• _Page_:
══════

"I'll Never Get Out of This World Alive" is a song written by Fred Rose and American country music singer-songwriter Hank Williams, released by Williams in 1952.

Background
The song was the last single to be released during Williams' lifetime.  Co-writer Fred Rose, who died a year after the song's release, played a critical role in the development of Williams' songwriting; as Colin Escott points out, it was up to Rose "to separate the gold from the dross and work with Hank to transform the best ideas into integrated, complete statements, taut with commercial logic.  If Rose contributed substantially, as he did on "A Mansion on the Hill" and later "Kaw-Liga," he took half-credit; if he simply doctored Hank's songs, he didn't take a share.  Rose knew that he would get the publisher's half of the royalty, and there is consensus that he was not a greedy man."

Meant to be a humorous song, as evidenced by its ironic title and chorus, the composition took on additional poignancy following Williams' death early in the first hours of January 1953.  Williams recorded the song at Castle Studio in Nashville on June 13, 1952, with backing provided by Jerry Rivers (fiddle), Don Helms (steel guitar), Chet Atkins (lead guitar), Chuck Wright (bass) and probably Ernie Newton (bass). Atkins recalled later, "We recorded 'I'll Never Get Out of this World Alive' and after each take, he'd sit down in a chair.  I remember thinking, 'Hoss, you're not jivin',' because he was so weak that all he could do was just sing a few lines, and then just fall in the chair."

Chart performance
"I'll Never Get Out of This World Alive" reached No. 1 on the Billboard Country Singles chart posthumously in January 1953.

Hank Williams version

Cover versions
The song has been covered by artists such as
The Delta Rhythm Boys 
Jimmy Dale Gilmore
Asleep at the Wheel
Jerry Lee Lewis
Hank Williams Jr.

══════

Object pointing dataset rows
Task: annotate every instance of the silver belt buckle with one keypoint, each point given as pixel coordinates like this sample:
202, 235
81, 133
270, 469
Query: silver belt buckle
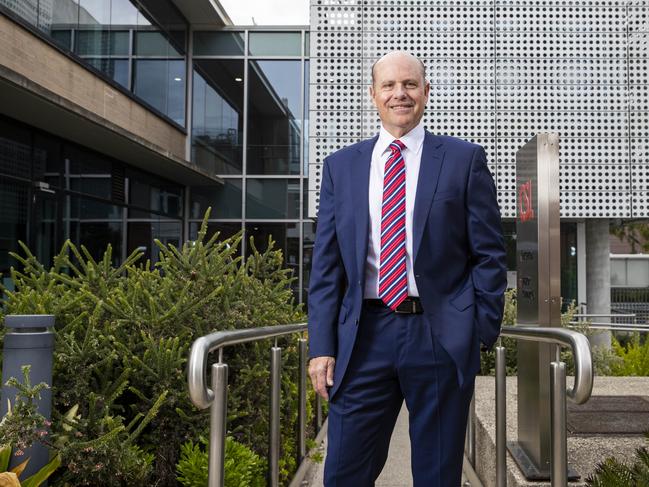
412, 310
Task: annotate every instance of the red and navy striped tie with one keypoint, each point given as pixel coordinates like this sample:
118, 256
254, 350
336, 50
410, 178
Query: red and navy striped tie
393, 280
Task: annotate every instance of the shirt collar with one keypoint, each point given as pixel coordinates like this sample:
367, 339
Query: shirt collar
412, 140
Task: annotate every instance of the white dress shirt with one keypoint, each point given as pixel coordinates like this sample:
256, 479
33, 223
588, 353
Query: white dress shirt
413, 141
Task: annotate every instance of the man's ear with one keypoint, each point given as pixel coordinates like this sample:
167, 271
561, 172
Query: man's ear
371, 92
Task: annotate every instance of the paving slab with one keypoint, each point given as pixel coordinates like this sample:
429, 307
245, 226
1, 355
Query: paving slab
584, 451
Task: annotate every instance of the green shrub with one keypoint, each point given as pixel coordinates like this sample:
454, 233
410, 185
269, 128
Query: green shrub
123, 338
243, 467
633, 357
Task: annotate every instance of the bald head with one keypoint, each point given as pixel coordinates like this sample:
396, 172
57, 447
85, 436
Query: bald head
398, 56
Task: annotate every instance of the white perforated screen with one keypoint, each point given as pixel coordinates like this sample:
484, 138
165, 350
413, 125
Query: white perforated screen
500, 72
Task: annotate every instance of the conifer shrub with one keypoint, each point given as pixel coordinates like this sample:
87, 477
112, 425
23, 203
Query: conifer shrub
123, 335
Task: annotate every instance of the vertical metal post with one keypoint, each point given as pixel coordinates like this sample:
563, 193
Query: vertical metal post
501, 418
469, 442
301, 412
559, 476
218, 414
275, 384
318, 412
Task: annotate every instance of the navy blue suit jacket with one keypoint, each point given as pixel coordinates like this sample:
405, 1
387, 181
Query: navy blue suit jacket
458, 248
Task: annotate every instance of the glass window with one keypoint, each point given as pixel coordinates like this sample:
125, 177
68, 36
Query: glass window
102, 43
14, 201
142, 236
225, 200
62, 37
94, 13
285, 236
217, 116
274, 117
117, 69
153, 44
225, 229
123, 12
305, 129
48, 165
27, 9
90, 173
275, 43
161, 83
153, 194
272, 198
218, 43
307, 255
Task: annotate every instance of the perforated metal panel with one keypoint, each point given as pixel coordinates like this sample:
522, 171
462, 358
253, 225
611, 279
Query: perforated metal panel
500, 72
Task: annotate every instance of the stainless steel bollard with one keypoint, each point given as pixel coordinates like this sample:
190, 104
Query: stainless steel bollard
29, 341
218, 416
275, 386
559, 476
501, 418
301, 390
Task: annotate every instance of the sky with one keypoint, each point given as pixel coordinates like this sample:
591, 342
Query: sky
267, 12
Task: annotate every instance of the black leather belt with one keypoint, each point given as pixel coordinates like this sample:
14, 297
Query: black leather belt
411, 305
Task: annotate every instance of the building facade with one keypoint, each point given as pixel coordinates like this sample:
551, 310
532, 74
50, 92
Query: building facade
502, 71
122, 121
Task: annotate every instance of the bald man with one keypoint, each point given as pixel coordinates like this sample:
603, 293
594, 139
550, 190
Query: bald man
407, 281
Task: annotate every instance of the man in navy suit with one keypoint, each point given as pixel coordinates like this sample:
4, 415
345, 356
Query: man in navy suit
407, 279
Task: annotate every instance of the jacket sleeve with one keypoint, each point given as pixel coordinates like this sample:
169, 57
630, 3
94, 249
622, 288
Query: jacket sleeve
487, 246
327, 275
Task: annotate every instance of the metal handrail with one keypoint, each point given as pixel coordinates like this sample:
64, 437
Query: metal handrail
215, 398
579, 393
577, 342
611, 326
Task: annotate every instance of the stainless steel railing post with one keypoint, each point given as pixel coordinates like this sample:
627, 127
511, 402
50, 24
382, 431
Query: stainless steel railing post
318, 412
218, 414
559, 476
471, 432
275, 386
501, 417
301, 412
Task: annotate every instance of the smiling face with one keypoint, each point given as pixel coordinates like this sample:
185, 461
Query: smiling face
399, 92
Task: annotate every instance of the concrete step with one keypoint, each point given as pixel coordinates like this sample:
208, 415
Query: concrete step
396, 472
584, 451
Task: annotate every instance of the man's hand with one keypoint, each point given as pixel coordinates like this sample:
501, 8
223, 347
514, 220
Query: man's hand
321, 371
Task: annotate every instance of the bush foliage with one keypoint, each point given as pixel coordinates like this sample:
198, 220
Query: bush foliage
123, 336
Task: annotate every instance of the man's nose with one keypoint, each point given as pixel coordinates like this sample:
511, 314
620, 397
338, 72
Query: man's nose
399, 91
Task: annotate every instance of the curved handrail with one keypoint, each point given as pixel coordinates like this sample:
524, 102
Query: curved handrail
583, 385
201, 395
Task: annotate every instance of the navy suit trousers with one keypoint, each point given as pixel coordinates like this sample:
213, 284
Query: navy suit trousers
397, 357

══════

• _Problems to solve_:
1) In the song article, where and on what date did Williams record the song?
2) Report each line of the listing that includes the word "smiling", treating case as significant.

• _Answers provided_:
1) At Castle Studio in Nashville on June 13, 1952.

2)
Task: annotate every instance of the smiling face with one keypoint, each point given as pixel coordinates like this sample:
Query: smiling face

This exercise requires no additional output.